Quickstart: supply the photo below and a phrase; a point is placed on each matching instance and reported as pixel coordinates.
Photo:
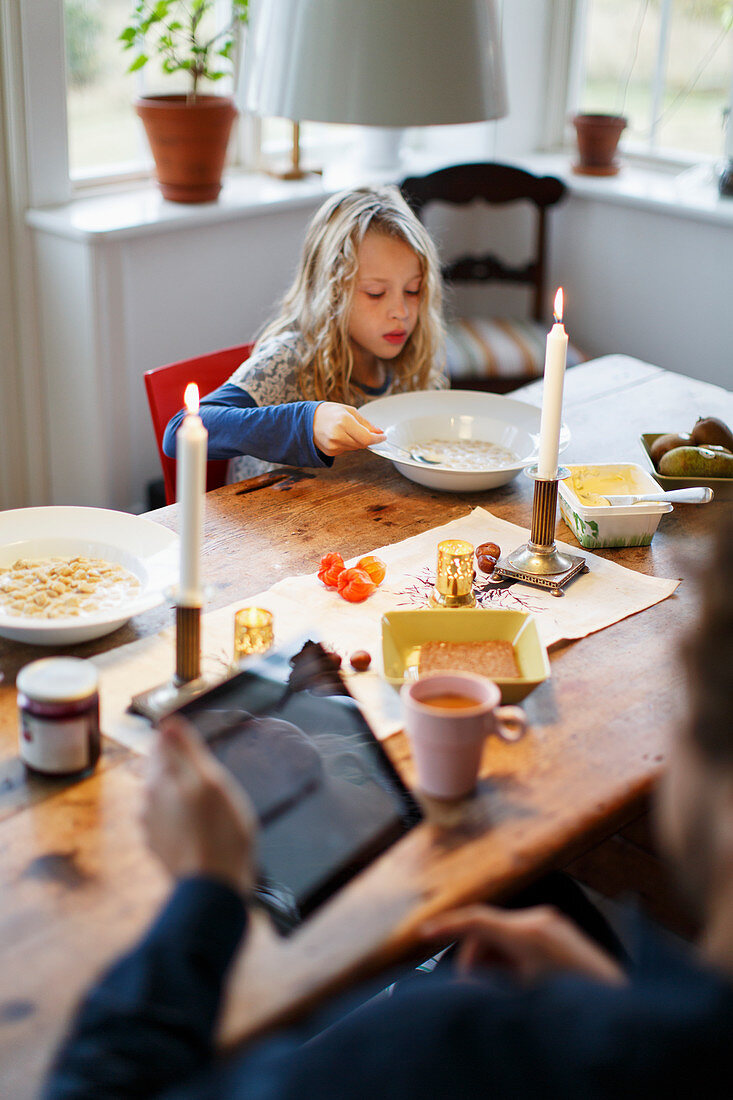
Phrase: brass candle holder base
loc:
(187, 682)
(538, 561)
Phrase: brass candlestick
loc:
(187, 681)
(538, 561)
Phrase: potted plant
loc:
(188, 133)
(598, 140)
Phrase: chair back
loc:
(493, 184)
(165, 387)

-------------------------

### What you have to do
If a line of the listing above holds the string "brass", copy it.

### Solution to the problem
Phrase: brass candle holder base
Phrase: brass candlestick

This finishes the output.